▶ _SELECTED TEXT_:
VA Survivors Benefits: VA Benefits for Deceased Veterans’ Dependents

Bradley Hennings

December 25, 2021

Updated: November 20, 2023

VA Survivors Benefits and How to Qualify

The U.S. Department of Veterans Affairs (VA) offers several survivors benefits to dependents of U.S. military veterans who have passed away.  These include Dependency and Indemnity Compensation (DIC), VA Survivors Pension, educational assistance, burial benefits, health care, and home loan programs.

How to Qualify for Dependency and Indemnity Compensation (DIC)

Dependency and Indemnity Compensation (DIC) is a monthly VA benefit paid to the surviving spouse, children, or sometimes dependent parents of a veteran who died of causes related to military service.

In order for surviving dependents to qualify for DIC, the veteran needs to meet at least one of the following criteria:

  • The veteran passed away while on active duty, active duty training, or inactive duty training;
  • The veteran passed away due to a service-connected condition; or
  • If the veteran’s death was not service-related, but they received disability compensation for a service-connected condition considered totally disabling:
    • For a period of at least 10 years prior to death; or
    • Since separation from active duty and for a period of at least five years prior to death; or
    • For at least one year prior to death if they were a former prisoner of war who died after September 30, 1999.

▶ _TASK ITEM_:
Extend the text on VA survivors benefits, picking up right after its last sentence. The rows after this text were taken from a separate source.

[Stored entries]
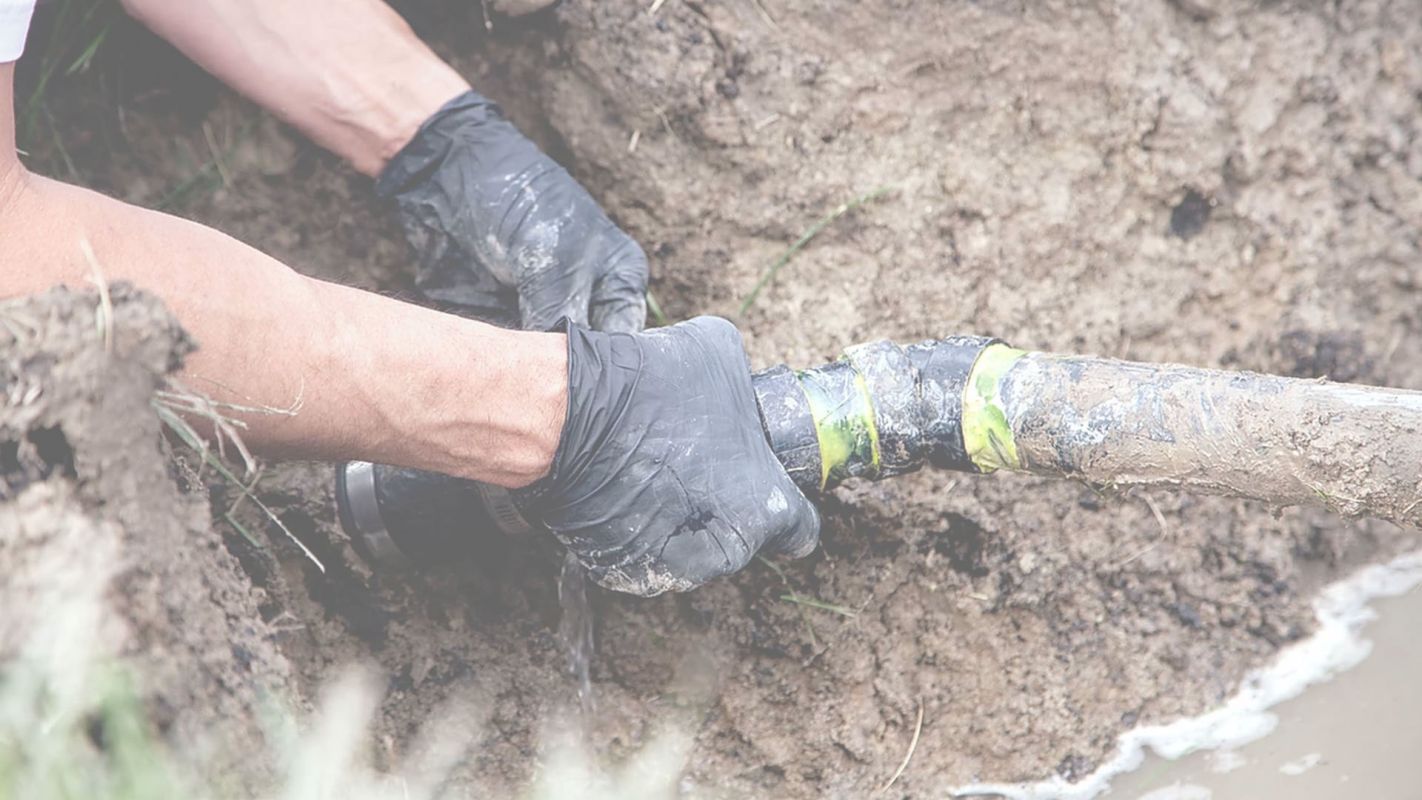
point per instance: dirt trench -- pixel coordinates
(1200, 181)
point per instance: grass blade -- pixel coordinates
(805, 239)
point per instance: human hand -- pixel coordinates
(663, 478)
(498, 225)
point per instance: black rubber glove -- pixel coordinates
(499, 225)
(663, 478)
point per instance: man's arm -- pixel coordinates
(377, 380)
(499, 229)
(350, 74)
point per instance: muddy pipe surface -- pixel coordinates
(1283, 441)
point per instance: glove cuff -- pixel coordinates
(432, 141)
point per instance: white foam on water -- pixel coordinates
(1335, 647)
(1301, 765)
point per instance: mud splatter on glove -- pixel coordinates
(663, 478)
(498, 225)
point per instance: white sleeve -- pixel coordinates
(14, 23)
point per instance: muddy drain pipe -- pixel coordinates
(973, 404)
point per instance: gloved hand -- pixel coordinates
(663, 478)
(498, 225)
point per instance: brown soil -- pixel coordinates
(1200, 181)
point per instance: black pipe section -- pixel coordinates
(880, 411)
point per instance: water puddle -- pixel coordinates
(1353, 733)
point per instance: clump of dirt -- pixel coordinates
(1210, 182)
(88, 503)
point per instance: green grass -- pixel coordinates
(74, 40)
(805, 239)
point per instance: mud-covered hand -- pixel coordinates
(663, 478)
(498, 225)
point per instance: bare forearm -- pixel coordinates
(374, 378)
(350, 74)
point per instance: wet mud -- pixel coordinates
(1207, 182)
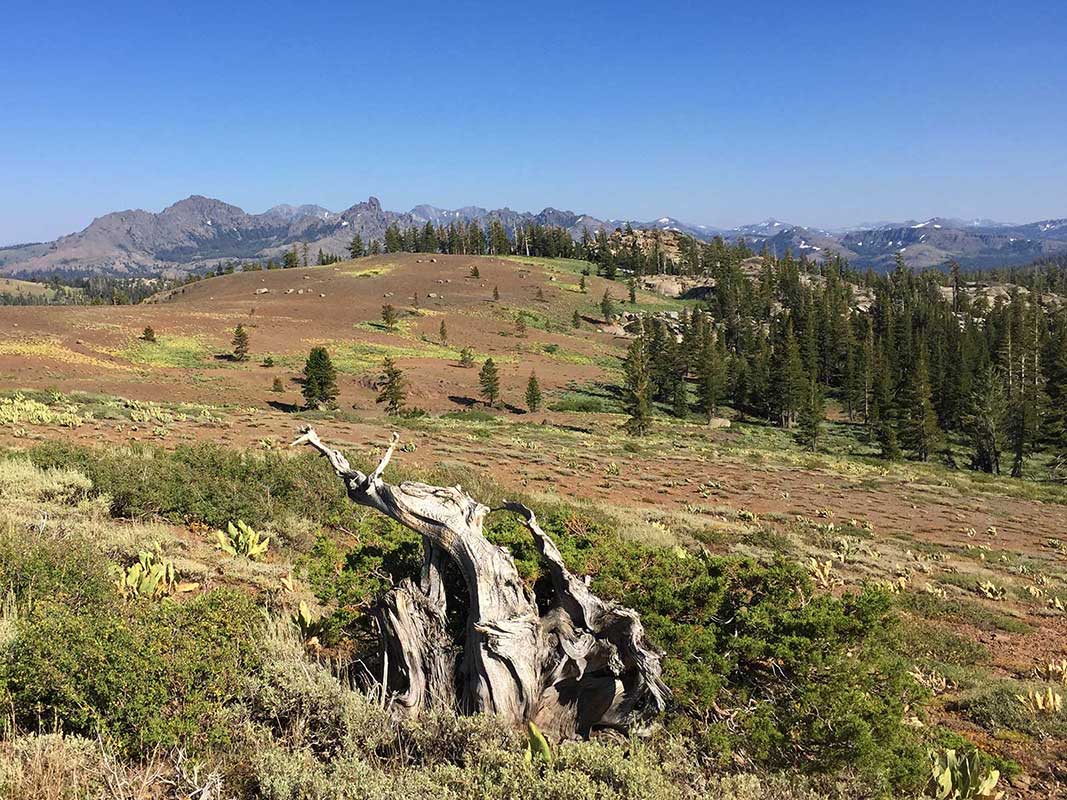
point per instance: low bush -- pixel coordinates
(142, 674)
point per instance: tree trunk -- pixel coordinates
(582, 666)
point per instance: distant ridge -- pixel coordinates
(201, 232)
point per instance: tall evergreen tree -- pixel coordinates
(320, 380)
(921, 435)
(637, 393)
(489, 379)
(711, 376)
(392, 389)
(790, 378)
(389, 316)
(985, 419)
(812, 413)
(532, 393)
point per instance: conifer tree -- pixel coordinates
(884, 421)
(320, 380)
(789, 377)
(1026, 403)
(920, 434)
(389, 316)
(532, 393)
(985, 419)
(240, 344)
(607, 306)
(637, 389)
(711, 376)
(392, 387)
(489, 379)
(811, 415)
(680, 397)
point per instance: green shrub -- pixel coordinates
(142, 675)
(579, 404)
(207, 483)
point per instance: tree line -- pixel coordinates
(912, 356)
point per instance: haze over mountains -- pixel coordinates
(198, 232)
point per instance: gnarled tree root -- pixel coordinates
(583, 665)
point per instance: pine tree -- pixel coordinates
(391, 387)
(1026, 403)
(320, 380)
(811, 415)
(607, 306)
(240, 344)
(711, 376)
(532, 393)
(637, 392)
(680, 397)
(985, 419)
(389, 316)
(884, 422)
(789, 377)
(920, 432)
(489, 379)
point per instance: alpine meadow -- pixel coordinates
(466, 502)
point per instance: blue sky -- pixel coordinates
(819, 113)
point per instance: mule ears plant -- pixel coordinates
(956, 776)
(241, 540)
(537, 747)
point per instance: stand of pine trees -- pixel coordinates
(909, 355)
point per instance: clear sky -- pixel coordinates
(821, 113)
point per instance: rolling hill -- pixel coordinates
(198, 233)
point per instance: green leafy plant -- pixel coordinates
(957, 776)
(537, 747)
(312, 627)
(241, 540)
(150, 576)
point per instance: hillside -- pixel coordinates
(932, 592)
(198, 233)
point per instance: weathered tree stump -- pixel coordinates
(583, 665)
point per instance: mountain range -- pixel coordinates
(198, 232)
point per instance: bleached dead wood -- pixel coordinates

▶ _OUTPUT OF THE TASK_:
VA Dependency and Indemnity Compensation (DIC) Explained

Surviving Spouse Eligibility

In addition to these requirements, a surviving spouse seeking DIC benefits typically should have been married to the veteran for at least one year prior to their death.  Surviving partners who were not technically married to the veteran may also qualify for DIC benefits in certain circumstances:

  • If the state’s laws allow for common law marriages; or
  • If the veteran and surviving spouse share a child and either lived together continuously until the time of the veteran’s death or, if separated, the surviving spouse was not at fault for the separation.

A surviving spouse or partner must provide evidence that they meet these criteria.

Surviving Child Eligibility

A surviving child of the veteran may also receive DIC benefits provided they meet VA’s criteria:

  • The child is not married; and
  • The child is not included on the surviving spouse’s compensation; and
  • The child is under age 18 (or under 23 if attending school).

Surviving Parent Eligibility

A surviving parent of the veteran may be eligible for DIC benefits if the following is true:

  • They are the biological, adoptive, or foster parent of the veteran; and
  • Their income is within a certain income range.

VA DIC Benefit Rates

VA does not pay survivors the same monthly amount the veteran was receiving at the time of their death.  Instead, DIC has its own exclusive rates, which change based on the annual cost-of-living adjustment (COLA).

As of December 1st, 2020, DIC pays a monthly benefit of $1,357.56 to spouses or children of qualifying veterans, while eligible surviving parents are paid based on their income level and living situation.

Surviving dependents may also qualify for additional compensation provided they meet certain factors.

VA does not pay survivors the same monthly amount the veteran was receiving at the time of their death.  Instead, DIC has its own exclusive rates

How to Qualify for VA Survivors Pension Benefits

VA Survivors Pension is a monthly benefit paid to surviving spouses and unmarried dependent children of wartime veterans who meet certain income requirements set by Congress.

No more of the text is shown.